> **Task instructions**: Update the data below by replacing each "agricultural scouting" with "street survey" and leaving everything else unchanged.

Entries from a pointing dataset
►

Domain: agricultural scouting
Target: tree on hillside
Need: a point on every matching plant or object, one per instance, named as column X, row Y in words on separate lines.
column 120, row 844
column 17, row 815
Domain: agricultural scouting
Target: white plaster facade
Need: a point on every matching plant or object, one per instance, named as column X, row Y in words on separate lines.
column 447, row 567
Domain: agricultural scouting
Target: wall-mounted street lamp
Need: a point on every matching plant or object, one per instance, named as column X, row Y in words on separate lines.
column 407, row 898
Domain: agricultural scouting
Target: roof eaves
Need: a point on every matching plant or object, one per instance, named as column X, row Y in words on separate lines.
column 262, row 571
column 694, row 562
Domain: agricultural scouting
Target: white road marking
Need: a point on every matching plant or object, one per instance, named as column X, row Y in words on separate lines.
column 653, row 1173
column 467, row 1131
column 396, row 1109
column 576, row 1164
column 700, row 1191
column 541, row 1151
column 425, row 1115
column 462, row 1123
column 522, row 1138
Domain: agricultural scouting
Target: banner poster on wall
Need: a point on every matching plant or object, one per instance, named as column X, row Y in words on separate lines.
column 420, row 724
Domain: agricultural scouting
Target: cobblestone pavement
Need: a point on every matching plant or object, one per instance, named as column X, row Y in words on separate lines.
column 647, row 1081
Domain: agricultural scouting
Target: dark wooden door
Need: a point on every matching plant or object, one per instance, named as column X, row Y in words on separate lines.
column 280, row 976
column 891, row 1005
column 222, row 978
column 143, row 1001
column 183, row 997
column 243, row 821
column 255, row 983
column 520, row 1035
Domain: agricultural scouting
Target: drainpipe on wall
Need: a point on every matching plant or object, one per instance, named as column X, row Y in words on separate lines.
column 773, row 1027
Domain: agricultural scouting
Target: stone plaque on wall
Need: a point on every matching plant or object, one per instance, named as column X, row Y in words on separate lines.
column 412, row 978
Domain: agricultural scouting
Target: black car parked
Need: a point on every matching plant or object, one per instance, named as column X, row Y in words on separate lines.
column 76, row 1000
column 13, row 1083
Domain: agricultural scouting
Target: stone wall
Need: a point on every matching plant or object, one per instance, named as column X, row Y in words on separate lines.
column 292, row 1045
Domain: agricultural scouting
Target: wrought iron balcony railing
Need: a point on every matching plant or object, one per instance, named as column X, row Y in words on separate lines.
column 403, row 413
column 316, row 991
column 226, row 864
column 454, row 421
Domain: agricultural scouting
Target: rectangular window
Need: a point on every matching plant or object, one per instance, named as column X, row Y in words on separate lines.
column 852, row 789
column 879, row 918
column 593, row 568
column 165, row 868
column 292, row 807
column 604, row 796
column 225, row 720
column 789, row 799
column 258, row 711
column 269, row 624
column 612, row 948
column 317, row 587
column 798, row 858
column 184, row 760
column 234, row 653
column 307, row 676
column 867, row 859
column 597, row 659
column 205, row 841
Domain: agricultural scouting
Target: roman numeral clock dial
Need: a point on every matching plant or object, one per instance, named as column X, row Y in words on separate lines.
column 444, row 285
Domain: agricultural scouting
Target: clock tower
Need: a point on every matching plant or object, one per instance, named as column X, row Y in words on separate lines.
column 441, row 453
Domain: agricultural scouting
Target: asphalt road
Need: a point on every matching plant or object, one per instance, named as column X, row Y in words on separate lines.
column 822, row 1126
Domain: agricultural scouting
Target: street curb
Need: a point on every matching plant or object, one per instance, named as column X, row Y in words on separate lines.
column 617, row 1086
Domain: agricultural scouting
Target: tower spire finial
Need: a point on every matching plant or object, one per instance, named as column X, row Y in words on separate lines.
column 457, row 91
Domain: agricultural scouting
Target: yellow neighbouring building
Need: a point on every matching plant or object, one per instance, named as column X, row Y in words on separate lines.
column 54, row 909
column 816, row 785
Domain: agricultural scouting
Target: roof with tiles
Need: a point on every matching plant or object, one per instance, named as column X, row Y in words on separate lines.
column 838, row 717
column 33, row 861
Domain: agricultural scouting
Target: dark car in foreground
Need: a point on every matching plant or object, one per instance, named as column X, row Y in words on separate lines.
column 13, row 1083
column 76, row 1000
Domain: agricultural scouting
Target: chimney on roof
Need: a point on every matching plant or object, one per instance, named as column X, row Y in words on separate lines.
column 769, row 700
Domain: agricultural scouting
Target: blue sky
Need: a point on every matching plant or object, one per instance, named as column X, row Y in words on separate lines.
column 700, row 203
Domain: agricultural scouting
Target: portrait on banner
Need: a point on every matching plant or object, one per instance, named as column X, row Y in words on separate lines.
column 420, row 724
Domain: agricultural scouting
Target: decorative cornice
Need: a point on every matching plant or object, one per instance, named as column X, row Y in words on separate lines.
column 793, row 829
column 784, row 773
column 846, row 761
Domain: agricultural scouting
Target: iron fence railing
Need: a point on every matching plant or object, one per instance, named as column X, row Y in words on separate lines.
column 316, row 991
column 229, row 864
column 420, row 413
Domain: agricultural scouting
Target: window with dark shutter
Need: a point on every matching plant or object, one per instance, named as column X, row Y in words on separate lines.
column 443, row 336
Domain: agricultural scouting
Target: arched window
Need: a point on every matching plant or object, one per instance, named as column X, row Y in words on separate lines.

◄

> **Output of the task**:
Domain: street survey
Target: tree on hillside
Need: a point on every matching plant or object, one per instance, named as column X, row Y in words on separate lines.
column 120, row 844
column 17, row 815
Domain: street survey
Target: white plaster facade
Need: a point on every matching plant or object, one per instance, named as column X, row Y in words on separate lines.
column 447, row 567
Domain: street survey
Target: wall-mounted street lamp
Need: a point on every matching plant or object, one per instance, named as column X, row Y in words on separate lines.
column 407, row 898
Domain: street survey
Target: roof eaves
Need: a point on every matching plant or object, one per instance, named as column X, row Y in words on separate lines.
column 262, row 571
column 694, row 562
Domain: street survey
Target: white road marking
Need: a point on every matching plant or object, one per instance, named as column X, row Y in words on separate lines.
column 653, row 1173
column 467, row 1131
column 396, row 1109
column 576, row 1164
column 700, row 1191
column 541, row 1151
column 425, row 1115
column 462, row 1123
column 522, row 1138
Domain: street survey
Target: banner poster on wall
Need: a point on every matching plant or object, one per instance, named as column X, row Y in words on separate lines.
column 420, row 724
Domain: street survey
Target: cobblestone pavement
Need: a point on every matching plant or object, one per instance, named as column X, row Y in words on separate lines.
column 647, row 1081
Domain: street survey
Target: dark wooden door
Need: a point on every matching plant or object, one per instance, named as column X, row Y in words on separate lines.
column 280, row 976
column 891, row 1005
column 222, row 978
column 143, row 1001
column 183, row 997
column 243, row 821
column 255, row 983
column 520, row 1035
Domain: street survey
Target: drainpipe on wall
Need: a point on every matching plant or object, one per instance, named as column X, row Y in words on separate lines.
column 773, row 1027
Domain: street survey
Target: stone plaque on wall
Need: a point on every matching plant or object, one per instance, named as column X, row Y in words on separate lines.
column 412, row 978
Domain: street survey
Target: black car parked
Need: a point on every matching plant or object, one per instance, named as column X, row Y in words on separate lines.
column 76, row 1000
column 13, row 1083
Domain: street survey
Target: stone wall
Need: a point on every matching plant or object, one per instance, named as column X, row Y in words on separate lines.
column 292, row 1045
Domain: street survey
Target: wrought iron balcony railing
Need: a point on every matching plant or object, one per instance, named as column X, row Y in words on separate lines.
column 403, row 413
column 316, row 991
column 226, row 864
column 454, row 421
Domain: street survey
Target: rectangular window
Need: a point on every matching plant or object, one per instance, named as column X, row Y in words on separate lines.
column 852, row 789
column 879, row 918
column 593, row 568
column 165, row 868
column 292, row 807
column 604, row 796
column 225, row 720
column 789, row 799
column 258, row 711
column 269, row 624
column 612, row 948
column 317, row 587
column 798, row 858
column 184, row 760
column 234, row 653
column 307, row 676
column 867, row 859
column 597, row 659
column 205, row 841
Domain: street survey
Target: roman numeral clock dial
Need: a point on every matching plant or object, one per instance, named as column X, row Y in words on separate lines.
column 444, row 285
Domain: street survey
Target: clock tower
Need: a point on every matching plant or object, one per instance, named as column X, row Y in words on separate lines.
column 441, row 453
Domain: street survey
Target: asphalt road
Need: a point on every matching plant or object, one per instance, named as column X, row Y in words on separate lines.
column 822, row 1126
Domain: street survey
Target: street curb
Need: a point on every matching plant or object, one per instance, named as column X, row Y in words on separate lines.
column 617, row 1086
Domain: street survey
Target: tower spire finial
Need: a point on every matching plant or object, one per instance, named as column X, row Y in words on separate lines.
column 457, row 91
Domain: street survey
Target: yellow neighbouring building
Need: a point on every matching plant or object, one per instance, named as column X, row Y in words on separate lines.
column 54, row 909
column 816, row 785
Domain: street survey
Target: roof with tiles
Need: a point on every matching plant or object, one per instance, named as column X, row Y in words on separate lines.
column 838, row 717
column 33, row 861
Domain: street survey
Target: dark car in foreground
Need: a point on every matching plant or object, one per instance, named as column X, row Y in words on separate lines.
column 13, row 1083
column 76, row 1000
Domain: street survey
Target: chimney on roof
Need: a point on every matching plant or object, one per instance, named as column X, row Y in words on separate lines.
column 769, row 700
Domain: street survey
Target: blue sky
Need: a point on every matching plant or object, one per instance, named as column X, row Y in words on separate lines.
column 700, row 203
Domain: street survey
Target: portrait on banner
Need: a point on every matching plant or object, one per instance, named as column X, row Y in words on separate lines.
column 420, row 724
Domain: street survey
Target: decorative cornice
Need: a point on every matching plant or object, one per instance, named as column X, row Y in words on separate lines.
column 793, row 829
column 784, row 773
column 846, row 761
Domain: street survey
Target: iron fence railing
Need: a point on every matching plant or object, one per instance, named as column X, row Y in words on separate lines.
column 316, row 991
column 229, row 864
column 420, row 413
Domain: street survey
Target: window with dark shutter
Need: a point on every matching plant or object, one per instance, named as column X, row Y in words on separate lines.
column 443, row 336
Domain: street survey
Target: arched window
Need: a point on every matching plant or object, one per instance, named as column X, row Y in words on separate lines.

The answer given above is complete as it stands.